**Con la información:**
A. Transcribe del texto sobre la poesía el fragmento que va desde "En tales condiciones" hasta "las mentiras colectivas.".
B. Responde estas preguntas sobre el texto sobre la poesía:
(i) ¿Qué hay en tales condiciones en lugar de alegría?
(ii) ¿En qué sentido afirma el texto que "somos monjes"?
(iii) ¿Quiénes, y no los poetas, creen devotamente en la "magia de las palabras"?

**Pasaje para revisar:**
En tales condiciones no hay alegría, solo hay furia. Todo hombre se siente en la profundidad de su ser emponzoñado por la sospecha y el descreimiento. Todo hombre experimenta su propia existencia con sentimiento de culpa y de traición, y como una posibilidad de muerte, nada más.

Nos unimos para denunciar la vergüenza y la impostura de todas las mentiras colectivas.

Si vamos a permanecer unidos ante estas falsedades, ante todo poder que envenena al hombre y lo sujeta a las mistificaciones de la burocracia, al comercio y a la policía estatal; debemos rechazar el ser medidos. Debemos rehusar identificarnos. Debemos rechazar las seducciones de la publicidad. No debemos permitirnos ser enfrentados unos con otros. No debemos devorarnos, desmembrarnos, para el entretenimiento de su prensa. No debemos dejarnos devorar por ellos para apaciguar su duda insaciable. No debemos estar meramente “por” esto y “contra” aquello, aún cuando estemos a favor de “nosotros” y “contra ellos”. ¿Quiénes son ellos? No los apoyemos convirtiéndonos en una “oposición”.

Permanezcamos fuera de “sus” categorías. Es en este sentido que somos monjes, pues permanecemos inocentes e invisibles frente a sus publicistas y burócratas. Ellos no pueden imaginar lo que estamos haciendo. No podrán, a menos que nos traicionemos, y aunque esto sucediera, tampoco podrían.

Nada entienden excepto lo que ellos mismos han decretado. Son taimados que tejen palabras sobre la vida, y luego ajustan la vida a lo que han dicho. ¿Cómo pueden confiar entre sí, cuando hacen que la vida misma diga mentiras? Son los negociantes, los malos políticos, y no los poetas los que devotamente creen en la “magia de las palabras”. Para el poeta hay algo que no es precisamente mágico. Está solo la vida con todas sus impredicciones y su libertad. Toda magia es una cruel aventura de predicciones, un círculo vicioso, una profecía auto-consumada. La poesía es inocente de predicción, porque es en sí misma la consumación de las predicciones ocultas en la vida cotidiana.

No seamos como aquellos que desean hacer que el árbol dé primero el fruto y luego la flor, como si fuera un aviso. Estamos contentos si la flor aparece primero y el fruto después, en el momento debido. Tal es el espíritu poético.

**Material proporcionado:**
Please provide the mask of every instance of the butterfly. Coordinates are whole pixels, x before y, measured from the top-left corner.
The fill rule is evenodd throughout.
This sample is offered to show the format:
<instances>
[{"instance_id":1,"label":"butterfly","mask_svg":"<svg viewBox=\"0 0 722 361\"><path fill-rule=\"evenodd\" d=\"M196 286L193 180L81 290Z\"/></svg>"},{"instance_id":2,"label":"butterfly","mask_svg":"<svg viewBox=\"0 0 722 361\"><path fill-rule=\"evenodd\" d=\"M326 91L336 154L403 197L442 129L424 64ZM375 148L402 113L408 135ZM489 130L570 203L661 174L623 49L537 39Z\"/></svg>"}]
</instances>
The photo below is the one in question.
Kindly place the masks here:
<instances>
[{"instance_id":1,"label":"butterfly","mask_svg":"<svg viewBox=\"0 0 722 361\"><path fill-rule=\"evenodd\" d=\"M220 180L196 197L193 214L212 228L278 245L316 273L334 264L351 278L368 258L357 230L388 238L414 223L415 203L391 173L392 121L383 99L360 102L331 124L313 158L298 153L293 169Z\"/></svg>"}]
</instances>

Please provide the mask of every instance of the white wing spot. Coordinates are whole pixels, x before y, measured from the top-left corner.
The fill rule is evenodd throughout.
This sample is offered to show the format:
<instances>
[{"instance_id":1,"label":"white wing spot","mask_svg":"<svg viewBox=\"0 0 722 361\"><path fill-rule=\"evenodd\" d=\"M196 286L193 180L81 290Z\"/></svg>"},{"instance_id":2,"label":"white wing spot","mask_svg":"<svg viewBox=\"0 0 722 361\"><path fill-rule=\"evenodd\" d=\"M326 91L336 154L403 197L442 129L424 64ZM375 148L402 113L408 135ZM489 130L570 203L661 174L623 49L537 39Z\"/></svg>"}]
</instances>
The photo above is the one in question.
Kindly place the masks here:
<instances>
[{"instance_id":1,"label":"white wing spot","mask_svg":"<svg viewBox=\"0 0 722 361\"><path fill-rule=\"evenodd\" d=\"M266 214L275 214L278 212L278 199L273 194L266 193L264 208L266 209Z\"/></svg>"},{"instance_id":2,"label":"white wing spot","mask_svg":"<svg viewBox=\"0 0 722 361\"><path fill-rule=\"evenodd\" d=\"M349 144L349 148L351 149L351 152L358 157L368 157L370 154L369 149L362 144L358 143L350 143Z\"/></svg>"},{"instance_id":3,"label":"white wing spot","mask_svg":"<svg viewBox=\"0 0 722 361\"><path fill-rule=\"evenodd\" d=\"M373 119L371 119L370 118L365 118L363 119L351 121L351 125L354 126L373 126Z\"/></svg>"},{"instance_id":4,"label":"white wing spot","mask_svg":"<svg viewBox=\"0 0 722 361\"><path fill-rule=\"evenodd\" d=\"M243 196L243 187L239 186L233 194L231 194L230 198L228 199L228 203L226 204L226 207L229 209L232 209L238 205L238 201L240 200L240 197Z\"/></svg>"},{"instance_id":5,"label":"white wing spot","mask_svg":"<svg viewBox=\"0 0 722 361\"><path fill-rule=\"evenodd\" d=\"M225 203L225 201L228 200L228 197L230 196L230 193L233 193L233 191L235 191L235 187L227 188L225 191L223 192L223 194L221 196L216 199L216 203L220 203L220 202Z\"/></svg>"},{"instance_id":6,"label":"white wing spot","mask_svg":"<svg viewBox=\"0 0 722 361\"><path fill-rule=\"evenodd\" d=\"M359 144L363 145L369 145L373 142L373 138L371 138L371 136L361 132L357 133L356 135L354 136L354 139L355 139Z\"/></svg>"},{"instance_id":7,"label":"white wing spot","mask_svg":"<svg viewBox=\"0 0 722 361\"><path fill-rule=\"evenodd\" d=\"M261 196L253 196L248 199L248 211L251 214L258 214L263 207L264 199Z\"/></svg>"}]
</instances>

**Respuestas del ejercicio:**
A.
En tales condiciones no hay alegría, solo hay furia. Todo hombre se siente en la profundidad de su ser emponzoñado por la sospecha y el descreimiento. Todo hombre experimenta su propia existencia con sentimiento de culpa y de traición, y como una posibilidad de muerte, nada más.

Nos unimos para denunciar la vergüenza y la impostura de todas las mentiras colectivas.

B.
(i) Solo hay furia.
(ii) En que permanecemos inocentes e invisibles frente a sus publicistas y burócratas.
(iii) Los negociantes y los malos políticos.